All lines of the material below that include the string "green" are to be copied.

___ Materials provided

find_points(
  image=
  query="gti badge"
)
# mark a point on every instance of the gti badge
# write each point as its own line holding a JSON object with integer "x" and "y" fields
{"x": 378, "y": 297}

______
___ Materials provided

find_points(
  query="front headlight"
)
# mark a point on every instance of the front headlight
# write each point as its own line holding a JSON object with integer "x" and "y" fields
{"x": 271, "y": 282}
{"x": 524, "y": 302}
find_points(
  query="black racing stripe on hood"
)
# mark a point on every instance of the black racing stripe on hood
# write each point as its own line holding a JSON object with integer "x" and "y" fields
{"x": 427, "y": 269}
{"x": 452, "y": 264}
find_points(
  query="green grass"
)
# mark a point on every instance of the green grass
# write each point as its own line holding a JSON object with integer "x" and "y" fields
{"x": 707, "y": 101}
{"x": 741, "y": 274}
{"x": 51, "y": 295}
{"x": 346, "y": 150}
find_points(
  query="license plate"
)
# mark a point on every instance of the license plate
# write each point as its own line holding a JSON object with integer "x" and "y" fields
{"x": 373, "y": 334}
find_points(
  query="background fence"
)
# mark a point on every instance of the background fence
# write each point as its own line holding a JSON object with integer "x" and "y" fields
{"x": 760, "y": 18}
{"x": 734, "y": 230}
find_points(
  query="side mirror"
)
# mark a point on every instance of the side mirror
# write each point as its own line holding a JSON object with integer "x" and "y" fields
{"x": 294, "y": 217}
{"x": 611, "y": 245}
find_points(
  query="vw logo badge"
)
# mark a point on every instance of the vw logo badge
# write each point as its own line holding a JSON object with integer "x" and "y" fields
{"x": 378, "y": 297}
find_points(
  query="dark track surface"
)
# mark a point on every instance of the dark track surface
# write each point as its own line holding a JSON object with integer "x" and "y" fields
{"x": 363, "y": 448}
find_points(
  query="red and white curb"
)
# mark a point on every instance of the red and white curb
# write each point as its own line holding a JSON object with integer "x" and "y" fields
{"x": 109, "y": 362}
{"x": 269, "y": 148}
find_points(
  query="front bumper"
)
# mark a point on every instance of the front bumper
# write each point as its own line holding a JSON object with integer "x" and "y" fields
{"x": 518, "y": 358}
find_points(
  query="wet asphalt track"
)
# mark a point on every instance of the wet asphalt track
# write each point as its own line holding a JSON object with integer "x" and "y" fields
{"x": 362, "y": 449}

______

Response to the exercise:
  query="green grass"
# mark a point on every instance of the green grass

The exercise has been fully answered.